* Extract
'''
Juliet Takes A Breath — Gabby Riviera | Review

“I wanted her to change my world.”
“Mi amor, only you can change your world.”
— Gabby Rivera, JULIET TAKES A BREATH
An excellent story about a young queer woman from the Bronx who goes to Portland for the summer to find a new love, White Feminism, and the joy of community. Rivera’s grasp on setting the scene and bringing environments to life is masterful.
The Coming Out
Juliet Takes A Breath begins with tears. During her goodbye dinner, Juliet comes out to her family, and it ends as one might expect. Her father says nothing, her mother locks herself in her room, crying, and makes it all about her “shame.” Throughout the novel, Juliet’s mom is a well of all the things straight people say: ‘it’s just a phase,’ ‘you just haven’t met the right boy,’ ‘you don’t know what love is yet.’ It’s frustrating as hell, especially as Juliet struggles and needs her mother to be there for her. Juliet’s mom says she loves her, but that Juliet has to forgive her for not being able to accept ‘what she told her’ — and that’s a nice euphemism for ‘who her daughter is in her heart.’
The Arrival
Juliet arrives in Portland, OR, still heartbroken and heartsick, too: her girlfriend, Laney, is also doing a summer internship, in D.C., and Juliet hasn’t heard from her since before her flight. No calls, not even a damn text.
And then, we meet Harlowe. Oh my God, Harlowe.
I didn’t touch the audiobook for a couple days after the first chapter with her, because I could not stop rolling my eyes after everything she said. This could have become a Did Not Finish, but I had too much affection for Juliet and too much curiosity about the story to leave it there.
The Ups and Downs

I’m so grateful that after Laney breaks up with her in the most cowardly way possible, Juliet immediately finds her rage and fury when before, with the white girls and the ignorance in intersectional spaces, she didn’t. She was slow to get mad about the things she doesn’t know, moving from embarrassment at her own ignorance (or, rather, innocence) to confusion and then anger at people’s intentions; including her parents’.
'''
* Data records
'''
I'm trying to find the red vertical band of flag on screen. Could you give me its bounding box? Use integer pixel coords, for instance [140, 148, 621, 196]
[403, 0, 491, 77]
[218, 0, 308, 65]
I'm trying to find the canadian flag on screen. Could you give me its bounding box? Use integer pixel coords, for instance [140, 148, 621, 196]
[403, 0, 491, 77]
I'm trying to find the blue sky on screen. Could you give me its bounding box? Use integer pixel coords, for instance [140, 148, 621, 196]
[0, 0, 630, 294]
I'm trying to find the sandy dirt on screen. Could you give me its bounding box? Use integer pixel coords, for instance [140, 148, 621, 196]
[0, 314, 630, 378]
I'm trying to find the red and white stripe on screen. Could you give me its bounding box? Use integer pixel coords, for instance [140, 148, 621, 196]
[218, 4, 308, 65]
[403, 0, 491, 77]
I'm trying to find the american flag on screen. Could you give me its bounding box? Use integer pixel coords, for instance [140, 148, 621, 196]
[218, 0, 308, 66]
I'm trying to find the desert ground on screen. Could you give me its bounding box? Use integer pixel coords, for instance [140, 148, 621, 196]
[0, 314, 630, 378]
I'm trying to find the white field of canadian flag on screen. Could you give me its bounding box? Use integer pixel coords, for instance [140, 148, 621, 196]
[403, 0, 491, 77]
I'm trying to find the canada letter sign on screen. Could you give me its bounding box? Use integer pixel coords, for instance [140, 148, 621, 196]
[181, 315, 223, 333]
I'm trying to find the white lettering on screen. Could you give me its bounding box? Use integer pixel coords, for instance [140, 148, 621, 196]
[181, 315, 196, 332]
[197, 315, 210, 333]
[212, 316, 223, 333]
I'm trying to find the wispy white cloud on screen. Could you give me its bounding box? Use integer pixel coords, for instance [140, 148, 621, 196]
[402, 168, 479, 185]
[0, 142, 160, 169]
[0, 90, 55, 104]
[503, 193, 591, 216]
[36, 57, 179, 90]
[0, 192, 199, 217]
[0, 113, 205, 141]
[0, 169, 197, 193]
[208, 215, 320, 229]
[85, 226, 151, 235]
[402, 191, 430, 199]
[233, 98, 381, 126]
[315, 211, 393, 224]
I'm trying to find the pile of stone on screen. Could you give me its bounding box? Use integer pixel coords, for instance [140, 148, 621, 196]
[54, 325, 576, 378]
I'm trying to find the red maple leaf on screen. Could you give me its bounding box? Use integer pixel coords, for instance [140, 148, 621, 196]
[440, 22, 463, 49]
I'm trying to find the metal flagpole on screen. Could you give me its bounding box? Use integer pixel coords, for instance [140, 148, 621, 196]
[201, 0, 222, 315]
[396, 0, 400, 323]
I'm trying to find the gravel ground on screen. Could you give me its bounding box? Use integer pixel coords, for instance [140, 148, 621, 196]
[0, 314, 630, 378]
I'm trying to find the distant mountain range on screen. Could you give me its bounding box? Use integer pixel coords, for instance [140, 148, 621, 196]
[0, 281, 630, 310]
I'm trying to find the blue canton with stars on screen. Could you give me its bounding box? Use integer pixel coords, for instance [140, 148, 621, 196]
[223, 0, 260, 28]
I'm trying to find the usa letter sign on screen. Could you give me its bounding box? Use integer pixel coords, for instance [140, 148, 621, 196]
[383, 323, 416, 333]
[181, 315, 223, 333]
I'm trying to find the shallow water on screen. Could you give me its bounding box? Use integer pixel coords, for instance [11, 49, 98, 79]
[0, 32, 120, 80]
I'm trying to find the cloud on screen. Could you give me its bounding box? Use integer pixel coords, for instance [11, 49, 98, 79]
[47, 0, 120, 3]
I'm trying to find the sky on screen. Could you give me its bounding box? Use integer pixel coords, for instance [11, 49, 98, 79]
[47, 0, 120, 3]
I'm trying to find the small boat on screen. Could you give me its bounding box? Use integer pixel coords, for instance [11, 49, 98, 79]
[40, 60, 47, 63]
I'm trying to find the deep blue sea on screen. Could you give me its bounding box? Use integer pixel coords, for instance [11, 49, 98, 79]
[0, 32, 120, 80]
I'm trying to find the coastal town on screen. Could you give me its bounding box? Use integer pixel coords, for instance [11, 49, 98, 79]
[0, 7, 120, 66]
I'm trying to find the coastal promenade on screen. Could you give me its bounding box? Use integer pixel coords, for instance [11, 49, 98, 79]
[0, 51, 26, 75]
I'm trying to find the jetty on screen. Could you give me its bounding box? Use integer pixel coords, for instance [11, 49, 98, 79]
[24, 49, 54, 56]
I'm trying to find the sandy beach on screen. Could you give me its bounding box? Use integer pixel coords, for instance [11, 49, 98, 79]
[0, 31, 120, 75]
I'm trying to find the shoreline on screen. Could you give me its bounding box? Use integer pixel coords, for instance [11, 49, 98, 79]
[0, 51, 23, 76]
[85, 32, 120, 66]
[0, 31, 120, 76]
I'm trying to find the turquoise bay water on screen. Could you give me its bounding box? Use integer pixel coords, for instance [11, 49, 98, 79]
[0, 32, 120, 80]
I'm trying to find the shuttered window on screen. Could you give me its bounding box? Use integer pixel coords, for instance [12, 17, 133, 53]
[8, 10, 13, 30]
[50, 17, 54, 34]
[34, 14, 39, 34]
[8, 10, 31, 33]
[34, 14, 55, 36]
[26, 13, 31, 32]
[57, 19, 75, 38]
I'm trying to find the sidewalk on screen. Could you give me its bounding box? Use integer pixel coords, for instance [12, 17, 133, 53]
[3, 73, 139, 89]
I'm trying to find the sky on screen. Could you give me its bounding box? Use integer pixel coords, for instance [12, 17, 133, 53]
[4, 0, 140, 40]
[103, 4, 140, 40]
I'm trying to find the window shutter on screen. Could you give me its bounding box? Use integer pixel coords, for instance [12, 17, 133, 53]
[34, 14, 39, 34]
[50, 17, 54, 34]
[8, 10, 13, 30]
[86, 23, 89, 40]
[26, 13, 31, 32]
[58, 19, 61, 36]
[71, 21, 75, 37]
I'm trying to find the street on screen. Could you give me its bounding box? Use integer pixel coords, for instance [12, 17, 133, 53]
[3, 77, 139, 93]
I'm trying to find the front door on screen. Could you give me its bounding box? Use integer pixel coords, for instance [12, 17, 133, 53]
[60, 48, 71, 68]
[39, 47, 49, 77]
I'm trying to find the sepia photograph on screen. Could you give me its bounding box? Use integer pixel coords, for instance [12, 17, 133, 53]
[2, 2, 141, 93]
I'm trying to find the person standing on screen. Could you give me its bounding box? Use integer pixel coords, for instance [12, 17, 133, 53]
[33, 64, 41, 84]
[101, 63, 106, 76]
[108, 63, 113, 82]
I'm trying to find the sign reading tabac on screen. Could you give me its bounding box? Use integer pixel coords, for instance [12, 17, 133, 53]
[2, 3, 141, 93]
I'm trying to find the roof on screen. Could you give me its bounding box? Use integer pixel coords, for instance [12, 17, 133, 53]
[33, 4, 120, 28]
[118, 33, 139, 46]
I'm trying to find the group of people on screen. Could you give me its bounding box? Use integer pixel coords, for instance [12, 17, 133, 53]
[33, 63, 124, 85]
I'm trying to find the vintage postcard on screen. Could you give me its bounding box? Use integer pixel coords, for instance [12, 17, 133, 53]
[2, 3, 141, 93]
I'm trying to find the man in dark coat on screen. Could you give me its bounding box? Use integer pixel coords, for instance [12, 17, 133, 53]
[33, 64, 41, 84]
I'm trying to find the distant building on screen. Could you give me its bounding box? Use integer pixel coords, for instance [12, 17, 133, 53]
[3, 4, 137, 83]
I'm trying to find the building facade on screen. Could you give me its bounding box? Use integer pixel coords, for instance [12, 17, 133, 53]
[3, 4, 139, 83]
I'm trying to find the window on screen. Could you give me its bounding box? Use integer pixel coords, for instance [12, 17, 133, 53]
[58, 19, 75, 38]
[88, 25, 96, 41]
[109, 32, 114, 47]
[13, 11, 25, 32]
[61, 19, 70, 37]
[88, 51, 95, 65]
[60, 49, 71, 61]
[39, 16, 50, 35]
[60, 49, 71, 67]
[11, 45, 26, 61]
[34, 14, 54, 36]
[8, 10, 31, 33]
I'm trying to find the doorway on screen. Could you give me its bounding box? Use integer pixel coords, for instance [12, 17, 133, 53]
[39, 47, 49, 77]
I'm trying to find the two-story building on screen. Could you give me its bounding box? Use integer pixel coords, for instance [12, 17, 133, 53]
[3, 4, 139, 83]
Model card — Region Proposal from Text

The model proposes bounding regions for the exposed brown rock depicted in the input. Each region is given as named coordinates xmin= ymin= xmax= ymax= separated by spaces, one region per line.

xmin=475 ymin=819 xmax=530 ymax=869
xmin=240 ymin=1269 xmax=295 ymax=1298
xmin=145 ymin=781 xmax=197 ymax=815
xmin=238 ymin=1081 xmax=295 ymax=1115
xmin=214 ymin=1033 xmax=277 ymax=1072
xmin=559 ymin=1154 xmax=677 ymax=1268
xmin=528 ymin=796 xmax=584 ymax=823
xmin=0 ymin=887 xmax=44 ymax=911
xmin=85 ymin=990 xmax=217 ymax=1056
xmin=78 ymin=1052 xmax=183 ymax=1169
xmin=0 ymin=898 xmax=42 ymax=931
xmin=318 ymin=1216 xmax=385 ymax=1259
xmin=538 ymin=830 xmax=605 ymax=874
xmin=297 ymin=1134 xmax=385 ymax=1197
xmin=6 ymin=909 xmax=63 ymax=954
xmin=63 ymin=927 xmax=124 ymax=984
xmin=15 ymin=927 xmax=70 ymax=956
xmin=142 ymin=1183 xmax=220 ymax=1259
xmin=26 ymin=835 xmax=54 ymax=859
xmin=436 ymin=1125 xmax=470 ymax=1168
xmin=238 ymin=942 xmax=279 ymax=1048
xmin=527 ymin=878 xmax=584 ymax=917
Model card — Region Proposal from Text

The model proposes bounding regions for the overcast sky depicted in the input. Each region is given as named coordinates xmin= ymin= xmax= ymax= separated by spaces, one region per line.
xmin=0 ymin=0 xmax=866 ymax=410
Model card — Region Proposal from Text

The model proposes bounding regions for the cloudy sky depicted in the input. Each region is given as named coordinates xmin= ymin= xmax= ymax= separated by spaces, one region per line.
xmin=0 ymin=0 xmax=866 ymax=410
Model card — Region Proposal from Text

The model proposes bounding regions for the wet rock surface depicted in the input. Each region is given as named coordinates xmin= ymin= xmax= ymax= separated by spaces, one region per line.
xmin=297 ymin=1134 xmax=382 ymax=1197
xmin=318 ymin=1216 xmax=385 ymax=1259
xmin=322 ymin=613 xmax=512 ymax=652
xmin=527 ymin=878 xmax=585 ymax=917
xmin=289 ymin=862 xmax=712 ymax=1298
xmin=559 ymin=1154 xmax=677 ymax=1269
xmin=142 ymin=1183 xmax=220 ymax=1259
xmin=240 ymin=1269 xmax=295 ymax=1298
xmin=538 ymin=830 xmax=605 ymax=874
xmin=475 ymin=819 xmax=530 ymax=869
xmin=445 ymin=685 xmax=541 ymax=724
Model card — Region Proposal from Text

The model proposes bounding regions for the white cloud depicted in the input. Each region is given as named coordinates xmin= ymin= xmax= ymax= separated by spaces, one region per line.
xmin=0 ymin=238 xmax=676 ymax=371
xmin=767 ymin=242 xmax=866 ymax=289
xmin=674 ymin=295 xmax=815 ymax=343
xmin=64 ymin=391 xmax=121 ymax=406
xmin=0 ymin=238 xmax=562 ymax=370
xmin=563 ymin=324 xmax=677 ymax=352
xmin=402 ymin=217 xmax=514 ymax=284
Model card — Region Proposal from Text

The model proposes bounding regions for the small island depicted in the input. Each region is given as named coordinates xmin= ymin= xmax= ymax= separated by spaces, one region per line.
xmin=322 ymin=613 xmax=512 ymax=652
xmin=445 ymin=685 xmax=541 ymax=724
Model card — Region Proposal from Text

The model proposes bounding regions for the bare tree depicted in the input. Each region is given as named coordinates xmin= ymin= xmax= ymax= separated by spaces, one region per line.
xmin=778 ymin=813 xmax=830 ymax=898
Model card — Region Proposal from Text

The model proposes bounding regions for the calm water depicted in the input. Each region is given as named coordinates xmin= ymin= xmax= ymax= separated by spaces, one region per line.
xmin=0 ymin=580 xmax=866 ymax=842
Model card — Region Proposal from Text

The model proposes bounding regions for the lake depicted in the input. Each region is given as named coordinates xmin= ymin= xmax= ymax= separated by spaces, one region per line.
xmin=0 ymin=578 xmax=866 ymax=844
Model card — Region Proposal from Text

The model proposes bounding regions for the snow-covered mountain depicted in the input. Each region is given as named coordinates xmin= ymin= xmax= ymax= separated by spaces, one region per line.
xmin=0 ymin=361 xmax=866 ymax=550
'''
* Objectives
**A.** Answer these questions about the review:
(i) Which city does Juliet go to for the summer?
(ii) Where is Laney doing her summer internship?
(iii) What does Juliet's father say when she comes out to her family?
**B.** Reproduce the review word for word, everything from "I didn’t touch" down to "leave it there.".

* Outputs
**A.**
(i) Portland, OR
(ii) D.C.
(iii) Nothing

**B.**
I didn’t touch the audiobook for a couple days after the first chapter with her, because I could not stop rolling my eyes after everything she said. This could have become a Did Not Finish, but I had too much affection for Juliet and too much curiosity about the story to leave it there.